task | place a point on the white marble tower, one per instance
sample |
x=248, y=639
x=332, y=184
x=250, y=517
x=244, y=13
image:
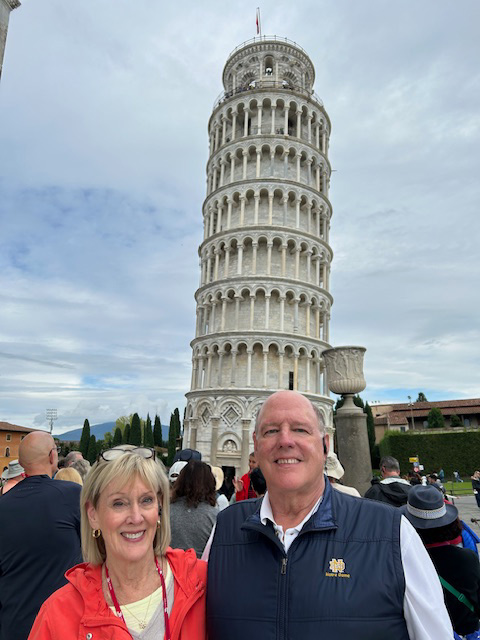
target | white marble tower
x=6, y=6
x=263, y=304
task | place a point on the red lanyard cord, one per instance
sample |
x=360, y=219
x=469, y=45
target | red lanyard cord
x=164, y=596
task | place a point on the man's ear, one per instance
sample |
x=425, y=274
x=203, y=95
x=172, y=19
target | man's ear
x=92, y=515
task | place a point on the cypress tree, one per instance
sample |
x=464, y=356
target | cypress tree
x=172, y=437
x=148, y=433
x=136, y=431
x=85, y=439
x=178, y=424
x=92, y=450
x=117, y=437
x=157, y=432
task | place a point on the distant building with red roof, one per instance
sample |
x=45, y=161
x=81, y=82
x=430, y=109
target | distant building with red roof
x=407, y=416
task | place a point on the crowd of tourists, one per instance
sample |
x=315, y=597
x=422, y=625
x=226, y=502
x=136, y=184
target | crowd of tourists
x=125, y=550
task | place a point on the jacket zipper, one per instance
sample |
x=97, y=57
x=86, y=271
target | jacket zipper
x=283, y=600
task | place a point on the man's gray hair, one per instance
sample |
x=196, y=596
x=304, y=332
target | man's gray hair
x=316, y=411
x=390, y=464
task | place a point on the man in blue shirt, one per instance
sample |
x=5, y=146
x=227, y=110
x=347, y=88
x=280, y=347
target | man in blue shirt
x=39, y=536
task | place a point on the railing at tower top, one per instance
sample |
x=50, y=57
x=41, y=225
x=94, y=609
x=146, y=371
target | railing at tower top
x=267, y=84
x=267, y=39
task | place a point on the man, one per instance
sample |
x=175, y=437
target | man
x=310, y=562
x=392, y=489
x=12, y=475
x=39, y=536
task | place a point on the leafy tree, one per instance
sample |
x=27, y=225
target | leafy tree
x=136, y=431
x=148, y=433
x=107, y=440
x=117, y=437
x=92, y=450
x=122, y=422
x=84, y=439
x=157, y=432
x=455, y=421
x=435, y=419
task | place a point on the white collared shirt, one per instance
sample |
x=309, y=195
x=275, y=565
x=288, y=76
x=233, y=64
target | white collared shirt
x=287, y=537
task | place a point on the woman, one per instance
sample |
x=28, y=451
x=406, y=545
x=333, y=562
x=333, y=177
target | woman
x=440, y=529
x=476, y=486
x=243, y=487
x=131, y=585
x=193, y=509
x=70, y=474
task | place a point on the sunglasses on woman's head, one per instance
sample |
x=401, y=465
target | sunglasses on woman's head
x=117, y=452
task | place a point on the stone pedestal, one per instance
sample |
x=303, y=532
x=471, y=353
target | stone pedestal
x=345, y=376
x=353, y=447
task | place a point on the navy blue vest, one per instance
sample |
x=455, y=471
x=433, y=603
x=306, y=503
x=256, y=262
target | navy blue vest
x=341, y=578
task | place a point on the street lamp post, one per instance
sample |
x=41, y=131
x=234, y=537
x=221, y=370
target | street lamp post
x=410, y=404
x=51, y=417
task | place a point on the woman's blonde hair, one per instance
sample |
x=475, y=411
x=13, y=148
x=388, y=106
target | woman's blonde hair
x=124, y=469
x=69, y=473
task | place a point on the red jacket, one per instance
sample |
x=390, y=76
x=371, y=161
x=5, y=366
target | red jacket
x=243, y=494
x=78, y=610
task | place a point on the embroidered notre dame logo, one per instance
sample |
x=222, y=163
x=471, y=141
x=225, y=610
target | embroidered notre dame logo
x=337, y=566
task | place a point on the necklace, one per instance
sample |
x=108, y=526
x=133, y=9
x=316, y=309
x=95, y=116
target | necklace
x=141, y=623
x=164, y=597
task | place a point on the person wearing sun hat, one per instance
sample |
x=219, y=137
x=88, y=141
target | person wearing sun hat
x=335, y=472
x=438, y=525
x=175, y=470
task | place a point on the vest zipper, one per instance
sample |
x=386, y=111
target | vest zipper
x=283, y=601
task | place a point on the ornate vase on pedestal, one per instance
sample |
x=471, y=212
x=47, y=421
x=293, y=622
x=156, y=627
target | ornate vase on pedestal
x=345, y=373
x=344, y=367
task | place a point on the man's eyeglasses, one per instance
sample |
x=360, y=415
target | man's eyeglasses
x=117, y=452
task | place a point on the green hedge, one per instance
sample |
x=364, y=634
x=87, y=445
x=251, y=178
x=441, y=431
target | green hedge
x=450, y=451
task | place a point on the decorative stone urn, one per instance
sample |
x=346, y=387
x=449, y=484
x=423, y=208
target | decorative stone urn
x=345, y=373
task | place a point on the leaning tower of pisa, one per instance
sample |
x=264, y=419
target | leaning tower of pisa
x=263, y=304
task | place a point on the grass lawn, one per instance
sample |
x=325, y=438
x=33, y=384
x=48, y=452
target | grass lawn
x=458, y=488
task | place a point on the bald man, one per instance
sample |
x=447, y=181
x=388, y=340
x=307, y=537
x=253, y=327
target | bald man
x=310, y=562
x=39, y=536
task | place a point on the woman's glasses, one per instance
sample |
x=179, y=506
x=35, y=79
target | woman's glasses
x=117, y=452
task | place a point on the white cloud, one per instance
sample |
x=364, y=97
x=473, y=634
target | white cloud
x=102, y=157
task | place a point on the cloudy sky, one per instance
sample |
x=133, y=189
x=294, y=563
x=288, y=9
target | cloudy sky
x=103, y=144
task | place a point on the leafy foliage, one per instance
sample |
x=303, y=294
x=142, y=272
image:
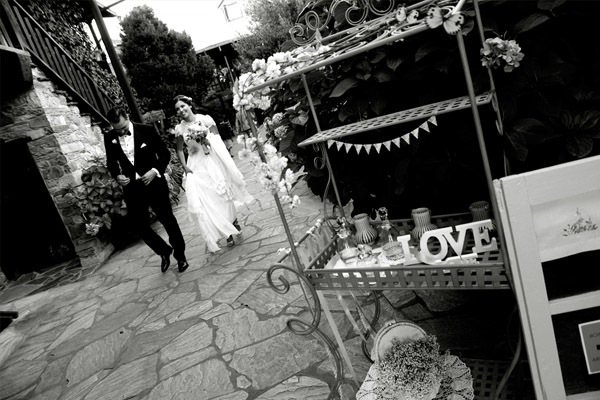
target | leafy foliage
x=412, y=368
x=161, y=63
x=548, y=107
x=65, y=21
x=270, y=22
x=99, y=198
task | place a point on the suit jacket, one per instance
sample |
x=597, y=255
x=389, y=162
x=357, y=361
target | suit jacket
x=149, y=152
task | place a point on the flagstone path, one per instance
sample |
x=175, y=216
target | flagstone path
x=217, y=331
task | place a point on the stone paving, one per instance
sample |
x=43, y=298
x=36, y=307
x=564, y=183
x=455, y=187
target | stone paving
x=127, y=331
x=216, y=331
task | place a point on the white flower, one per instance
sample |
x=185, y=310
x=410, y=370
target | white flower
x=277, y=118
x=278, y=163
x=295, y=201
x=280, y=131
x=92, y=229
x=244, y=154
x=258, y=64
x=270, y=150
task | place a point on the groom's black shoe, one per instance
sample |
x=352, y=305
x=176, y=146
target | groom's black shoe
x=165, y=261
x=182, y=265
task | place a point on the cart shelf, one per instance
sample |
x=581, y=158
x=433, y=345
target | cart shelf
x=442, y=107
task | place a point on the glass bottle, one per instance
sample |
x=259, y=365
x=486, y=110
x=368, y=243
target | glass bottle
x=346, y=244
x=388, y=237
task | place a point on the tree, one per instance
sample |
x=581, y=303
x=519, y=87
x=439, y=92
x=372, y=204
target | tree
x=270, y=22
x=160, y=62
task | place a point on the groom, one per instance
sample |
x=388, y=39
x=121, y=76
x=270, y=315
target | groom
x=137, y=157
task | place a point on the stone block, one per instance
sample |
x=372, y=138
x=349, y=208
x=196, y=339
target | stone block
x=73, y=147
x=39, y=122
x=36, y=134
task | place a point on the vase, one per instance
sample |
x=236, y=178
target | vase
x=365, y=233
x=480, y=210
x=422, y=218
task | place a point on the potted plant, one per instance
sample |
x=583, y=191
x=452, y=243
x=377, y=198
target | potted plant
x=409, y=363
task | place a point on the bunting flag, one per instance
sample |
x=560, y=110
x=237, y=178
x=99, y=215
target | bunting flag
x=425, y=126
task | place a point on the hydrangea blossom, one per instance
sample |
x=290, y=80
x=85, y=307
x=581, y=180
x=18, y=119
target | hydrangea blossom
x=264, y=71
x=497, y=52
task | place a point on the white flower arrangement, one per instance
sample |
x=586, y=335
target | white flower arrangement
x=273, y=174
x=264, y=71
x=197, y=133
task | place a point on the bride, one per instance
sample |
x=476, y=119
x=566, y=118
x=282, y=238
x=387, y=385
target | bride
x=214, y=186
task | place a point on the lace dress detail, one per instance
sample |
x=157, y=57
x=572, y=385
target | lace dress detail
x=215, y=187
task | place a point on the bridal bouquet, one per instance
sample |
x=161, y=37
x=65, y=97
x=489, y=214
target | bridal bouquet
x=198, y=133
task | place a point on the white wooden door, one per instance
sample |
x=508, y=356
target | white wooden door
x=546, y=215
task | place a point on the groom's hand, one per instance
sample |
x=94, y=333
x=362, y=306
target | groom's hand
x=149, y=177
x=122, y=180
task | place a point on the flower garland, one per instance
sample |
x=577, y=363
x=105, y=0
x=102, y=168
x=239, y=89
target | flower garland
x=273, y=174
x=264, y=71
x=497, y=52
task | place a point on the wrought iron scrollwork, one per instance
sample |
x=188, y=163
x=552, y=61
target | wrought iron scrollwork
x=301, y=327
x=319, y=17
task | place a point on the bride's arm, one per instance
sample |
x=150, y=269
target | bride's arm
x=180, y=154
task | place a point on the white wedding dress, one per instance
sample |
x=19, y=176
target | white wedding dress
x=215, y=187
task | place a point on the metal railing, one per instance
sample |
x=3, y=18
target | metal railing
x=55, y=61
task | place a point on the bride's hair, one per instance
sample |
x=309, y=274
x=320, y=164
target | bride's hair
x=186, y=99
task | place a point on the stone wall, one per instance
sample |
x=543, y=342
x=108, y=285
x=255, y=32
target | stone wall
x=63, y=143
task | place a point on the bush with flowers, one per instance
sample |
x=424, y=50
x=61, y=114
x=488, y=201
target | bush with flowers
x=412, y=369
x=548, y=105
x=272, y=172
x=501, y=53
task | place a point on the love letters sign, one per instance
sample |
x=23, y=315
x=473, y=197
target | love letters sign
x=481, y=234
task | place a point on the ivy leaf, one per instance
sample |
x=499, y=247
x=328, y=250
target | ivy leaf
x=383, y=76
x=550, y=5
x=530, y=22
x=520, y=130
x=378, y=105
x=579, y=146
x=300, y=119
x=342, y=87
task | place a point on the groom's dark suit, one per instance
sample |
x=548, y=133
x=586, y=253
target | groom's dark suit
x=149, y=152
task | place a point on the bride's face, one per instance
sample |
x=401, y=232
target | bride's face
x=183, y=109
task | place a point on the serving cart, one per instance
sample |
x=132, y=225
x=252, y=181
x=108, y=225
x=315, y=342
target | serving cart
x=310, y=263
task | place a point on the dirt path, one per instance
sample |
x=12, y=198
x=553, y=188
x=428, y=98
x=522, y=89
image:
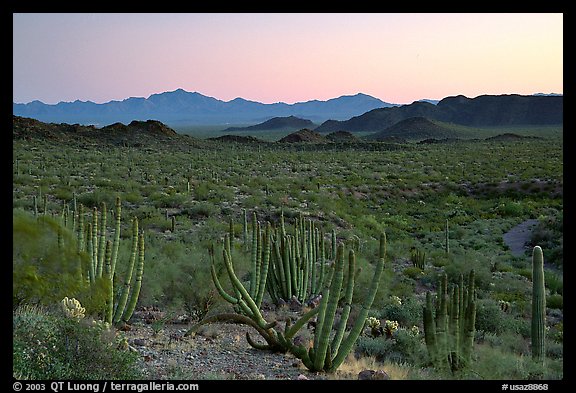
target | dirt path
x=517, y=237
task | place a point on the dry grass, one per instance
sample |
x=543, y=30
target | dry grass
x=350, y=368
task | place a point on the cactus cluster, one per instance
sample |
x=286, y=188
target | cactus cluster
x=418, y=258
x=103, y=256
x=286, y=265
x=72, y=308
x=329, y=348
x=449, y=327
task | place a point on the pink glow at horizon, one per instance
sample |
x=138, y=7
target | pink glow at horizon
x=398, y=58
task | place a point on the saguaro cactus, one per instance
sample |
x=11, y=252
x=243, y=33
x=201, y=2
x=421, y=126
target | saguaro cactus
x=328, y=351
x=449, y=334
x=103, y=255
x=538, y=304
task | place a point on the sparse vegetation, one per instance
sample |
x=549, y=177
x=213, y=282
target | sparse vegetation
x=483, y=188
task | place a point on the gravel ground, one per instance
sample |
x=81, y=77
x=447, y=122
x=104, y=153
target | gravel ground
x=218, y=351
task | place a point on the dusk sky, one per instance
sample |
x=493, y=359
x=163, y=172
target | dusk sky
x=398, y=58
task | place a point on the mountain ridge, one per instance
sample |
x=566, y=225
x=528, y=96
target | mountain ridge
x=485, y=110
x=183, y=107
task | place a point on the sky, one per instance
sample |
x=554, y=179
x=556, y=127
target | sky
x=285, y=57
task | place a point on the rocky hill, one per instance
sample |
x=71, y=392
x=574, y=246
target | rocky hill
x=288, y=123
x=137, y=133
x=341, y=136
x=304, y=135
x=237, y=139
x=414, y=128
x=482, y=111
x=181, y=108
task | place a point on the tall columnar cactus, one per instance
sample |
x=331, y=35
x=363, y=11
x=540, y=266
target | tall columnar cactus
x=103, y=255
x=329, y=350
x=418, y=258
x=293, y=262
x=449, y=331
x=127, y=286
x=538, y=305
x=447, y=240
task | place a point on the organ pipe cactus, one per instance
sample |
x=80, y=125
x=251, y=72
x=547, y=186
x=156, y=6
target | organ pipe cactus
x=127, y=286
x=449, y=327
x=418, y=258
x=103, y=255
x=538, y=305
x=72, y=308
x=329, y=350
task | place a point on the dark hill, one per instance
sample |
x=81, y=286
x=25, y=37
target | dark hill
x=237, y=139
x=414, y=128
x=341, y=136
x=304, y=135
x=137, y=133
x=484, y=111
x=509, y=136
x=289, y=123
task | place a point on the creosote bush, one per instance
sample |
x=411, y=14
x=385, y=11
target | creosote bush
x=51, y=346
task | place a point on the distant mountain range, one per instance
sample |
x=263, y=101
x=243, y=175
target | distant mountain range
x=482, y=111
x=179, y=108
x=289, y=123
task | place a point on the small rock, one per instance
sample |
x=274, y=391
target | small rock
x=139, y=342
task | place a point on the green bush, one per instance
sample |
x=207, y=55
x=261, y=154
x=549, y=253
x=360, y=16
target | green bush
x=52, y=346
x=404, y=347
x=408, y=313
x=42, y=271
x=555, y=301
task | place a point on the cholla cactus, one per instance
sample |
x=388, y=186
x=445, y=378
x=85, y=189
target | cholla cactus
x=390, y=327
x=101, y=325
x=72, y=308
x=414, y=331
x=373, y=323
x=504, y=305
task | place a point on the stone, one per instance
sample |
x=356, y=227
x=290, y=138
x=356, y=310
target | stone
x=373, y=375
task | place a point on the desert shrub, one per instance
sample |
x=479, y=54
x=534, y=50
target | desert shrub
x=201, y=210
x=407, y=313
x=494, y=363
x=403, y=347
x=52, y=346
x=491, y=319
x=178, y=277
x=555, y=301
x=42, y=271
x=95, y=198
x=413, y=272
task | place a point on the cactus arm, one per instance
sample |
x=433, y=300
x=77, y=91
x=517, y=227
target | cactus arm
x=347, y=304
x=323, y=334
x=292, y=330
x=128, y=279
x=137, y=284
x=254, y=253
x=107, y=260
x=242, y=290
x=102, y=245
x=116, y=244
x=89, y=246
x=265, y=265
x=469, y=329
x=349, y=341
x=430, y=330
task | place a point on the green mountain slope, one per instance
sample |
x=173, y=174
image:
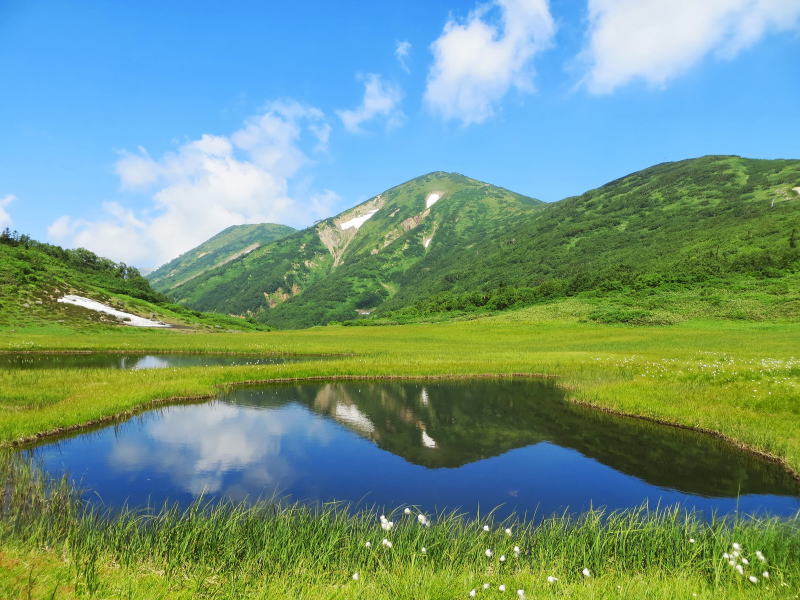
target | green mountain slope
x=685, y=223
x=228, y=245
x=356, y=260
x=34, y=276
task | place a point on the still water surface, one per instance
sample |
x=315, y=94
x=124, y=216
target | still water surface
x=102, y=360
x=439, y=445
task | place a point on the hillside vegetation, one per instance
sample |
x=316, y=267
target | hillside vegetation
x=34, y=275
x=715, y=236
x=709, y=225
x=333, y=271
x=227, y=245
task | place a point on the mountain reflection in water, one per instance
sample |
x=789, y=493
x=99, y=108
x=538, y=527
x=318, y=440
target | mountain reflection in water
x=439, y=444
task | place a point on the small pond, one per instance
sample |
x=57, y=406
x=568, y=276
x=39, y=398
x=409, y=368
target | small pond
x=437, y=445
x=108, y=360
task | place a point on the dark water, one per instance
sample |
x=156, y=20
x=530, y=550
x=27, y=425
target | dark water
x=439, y=445
x=101, y=360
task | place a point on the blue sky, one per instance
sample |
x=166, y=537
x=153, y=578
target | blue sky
x=140, y=129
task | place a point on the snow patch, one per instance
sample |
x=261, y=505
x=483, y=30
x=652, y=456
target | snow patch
x=432, y=199
x=126, y=318
x=358, y=221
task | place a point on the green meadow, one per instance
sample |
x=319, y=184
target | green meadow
x=737, y=379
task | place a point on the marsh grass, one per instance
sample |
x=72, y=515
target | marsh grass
x=52, y=540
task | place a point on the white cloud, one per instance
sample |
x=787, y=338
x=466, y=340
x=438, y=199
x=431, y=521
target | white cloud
x=381, y=99
x=5, y=218
x=477, y=62
x=657, y=40
x=401, y=50
x=206, y=185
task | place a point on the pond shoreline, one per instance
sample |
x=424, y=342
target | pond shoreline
x=199, y=398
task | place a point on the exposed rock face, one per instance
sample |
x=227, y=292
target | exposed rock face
x=337, y=239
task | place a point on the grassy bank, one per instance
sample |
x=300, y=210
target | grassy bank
x=53, y=548
x=741, y=379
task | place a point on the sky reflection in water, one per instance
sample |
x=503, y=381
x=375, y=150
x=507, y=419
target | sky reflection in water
x=437, y=445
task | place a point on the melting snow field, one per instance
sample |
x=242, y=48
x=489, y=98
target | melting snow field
x=126, y=318
x=358, y=221
x=432, y=198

**What is being asked**
Convert the portion of the listing that opens with the line containing "task | place a point on the cart" and closes with the line containing "x=425, y=126", both of those lines included, into a numbered list with one line per item and any blank lines omitted.

**Result of this task**
1. task | place a point on the cart shelf, one per instance
2. sample |
3. x=581, y=158
4. x=433, y=345
5. target | cart shelf
6. x=442, y=107
7. task | place a point on the glass bottle, one per instance
8. sample |
9. x=259, y=365
10. x=486, y=110
11. x=368, y=243
12. target | glass bottle
13. x=346, y=244
14. x=388, y=237
15. task | place a point on the tree, one per instance
16. sample |
17. x=581, y=303
18. x=519, y=87
19. x=439, y=92
20. x=372, y=204
21. target | tree
22. x=270, y=22
23. x=160, y=62
24. task | place a point on the groom, one per instance
25. sample |
26. x=388, y=39
27. x=121, y=76
28. x=270, y=315
29. target | groom
30. x=137, y=157
31. task | place a point on the stone block, one per instance
32. sample |
33. x=372, y=138
34. x=349, y=208
35. x=196, y=339
36. target | stone block
37. x=73, y=147
38. x=39, y=122
39. x=36, y=134
40. task | place a point on the vase, one per instance
41. sample |
42. x=236, y=178
43. target | vase
44. x=365, y=233
45. x=480, y=210
46. x=422, y=218
47. task | place a point on the potted plant, one per instance
48. sample |
49. x=583, y=191
50. x=452, y=243
51. x=377, y=198
52. target | potted plant
53. x=409, y=363
54. task | place a point on the bunting flag, one per instance
55. sample |
56. x=560, y=110
57. x=237, y=178
58. x=99, y=215
59. target | bunting flag
60. x=425, y=126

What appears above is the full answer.